### TEXT EXTRACT:
□ □ □ □ □ □ □

Sunday, 28 August 2016

Playlist from the We Love Soft Power! gig

Last night's farewell to Soft Power Records was a largely blasting affair, high on intensity and gut churning intensity.  It was brilliant!  Here's what made it from my stuffed 7" box to the decks (ineptly, as usual - there was a wee issue with one of the turntables which lead to sticking records and dead air):

September Girls Gay Bar (Bachelor)
Bent Skeleton Man (Moontown)
The Wake Of The Matter (Factory)
The Mekons Where Were You? (Fast Product)

> Blood of the Bull live

CTMF Song For Kylie Minogue (Damaged Goods)
Shopping Straight Lines (Fat Cat)
Veronica Falls Teenage (Bella Union)

> Current Affairs live

Broadcast American Boy (Warp)
CC Dust New Ways (Night School)
Primetime Pervert (La Vida Es Un Mus)
Vital Idles My Sentiments (Not Unloved)

> Dora Maar (Andrew Hill solo) live

The Royal Sitars Eloise (Agitated)
Scars Horrorshow (Fast Product)
The Fall It's The New Thing (Superior Viaduct)
Tommy James and The Shondells Hanky Panky (Philips)
Billie Davis Billy Sunshine (Decca)

□ □ □ □ □ □ □

(Dataset extracts with box labels)

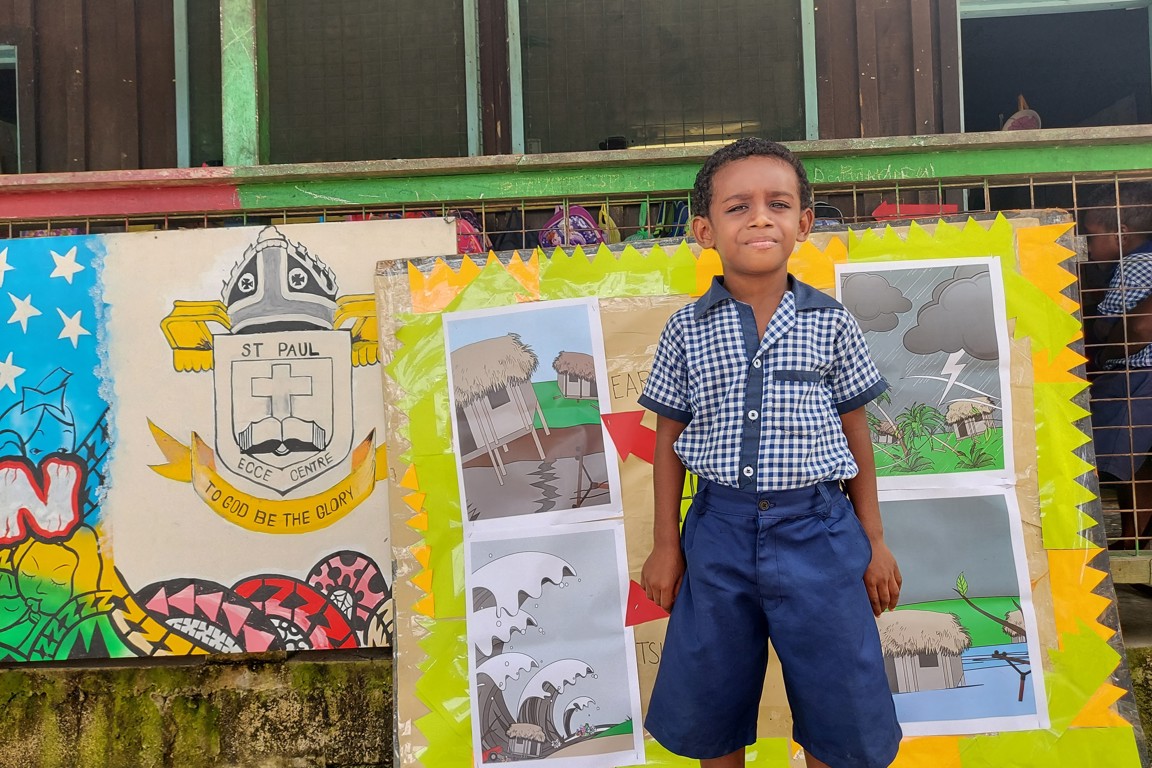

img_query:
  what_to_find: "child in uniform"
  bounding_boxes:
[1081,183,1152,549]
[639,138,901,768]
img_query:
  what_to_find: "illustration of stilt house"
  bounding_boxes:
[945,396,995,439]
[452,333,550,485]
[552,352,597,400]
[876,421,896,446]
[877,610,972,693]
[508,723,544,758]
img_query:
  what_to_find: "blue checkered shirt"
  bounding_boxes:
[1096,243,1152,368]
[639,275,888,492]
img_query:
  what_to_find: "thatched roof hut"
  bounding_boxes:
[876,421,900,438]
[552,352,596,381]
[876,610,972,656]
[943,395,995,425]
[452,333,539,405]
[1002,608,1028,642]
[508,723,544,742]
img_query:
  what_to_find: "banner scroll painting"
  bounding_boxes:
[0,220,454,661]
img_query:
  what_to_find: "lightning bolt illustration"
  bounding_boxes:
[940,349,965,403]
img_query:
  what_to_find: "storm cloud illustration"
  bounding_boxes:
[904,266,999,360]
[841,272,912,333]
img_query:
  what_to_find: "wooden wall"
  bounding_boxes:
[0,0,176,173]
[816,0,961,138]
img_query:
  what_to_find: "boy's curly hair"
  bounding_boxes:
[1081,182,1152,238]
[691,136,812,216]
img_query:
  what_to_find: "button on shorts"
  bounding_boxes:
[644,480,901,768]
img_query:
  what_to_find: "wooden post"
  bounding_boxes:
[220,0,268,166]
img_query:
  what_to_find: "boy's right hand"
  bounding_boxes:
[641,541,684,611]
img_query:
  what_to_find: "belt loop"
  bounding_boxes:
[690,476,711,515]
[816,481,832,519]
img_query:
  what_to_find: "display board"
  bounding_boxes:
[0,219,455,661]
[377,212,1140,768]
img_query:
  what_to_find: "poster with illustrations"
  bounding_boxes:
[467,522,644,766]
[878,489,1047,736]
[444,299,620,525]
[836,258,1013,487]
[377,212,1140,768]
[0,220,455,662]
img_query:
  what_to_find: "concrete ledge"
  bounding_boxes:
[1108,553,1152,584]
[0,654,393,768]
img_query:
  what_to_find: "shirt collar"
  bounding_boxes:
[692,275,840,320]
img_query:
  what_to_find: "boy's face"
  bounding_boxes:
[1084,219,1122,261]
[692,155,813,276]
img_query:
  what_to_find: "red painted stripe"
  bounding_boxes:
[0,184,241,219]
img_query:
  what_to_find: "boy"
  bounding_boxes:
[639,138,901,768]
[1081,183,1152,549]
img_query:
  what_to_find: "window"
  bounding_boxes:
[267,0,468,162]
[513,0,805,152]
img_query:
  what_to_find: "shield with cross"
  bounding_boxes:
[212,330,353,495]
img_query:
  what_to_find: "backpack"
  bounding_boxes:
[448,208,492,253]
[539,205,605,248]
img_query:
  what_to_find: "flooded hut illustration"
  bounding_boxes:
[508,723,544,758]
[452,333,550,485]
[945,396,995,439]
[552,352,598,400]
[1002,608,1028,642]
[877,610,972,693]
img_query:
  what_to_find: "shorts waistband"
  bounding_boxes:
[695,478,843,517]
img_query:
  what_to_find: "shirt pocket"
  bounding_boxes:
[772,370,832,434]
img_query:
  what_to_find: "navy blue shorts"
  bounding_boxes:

□ □ □ □ □ □ □

Echo the gig playlist text word for word, starting at "The Royal Sitars" and ending at "Hanky Panky (Philips)".

### WRITTEN REPLY:
The Royal Sitars Eloise (Agitated)
Scars Horrorshow (Fast Product)
The Fall It's The New Thing (Superior Viaduct)
Tommy James and The Shondells Hanky Panky (Philips)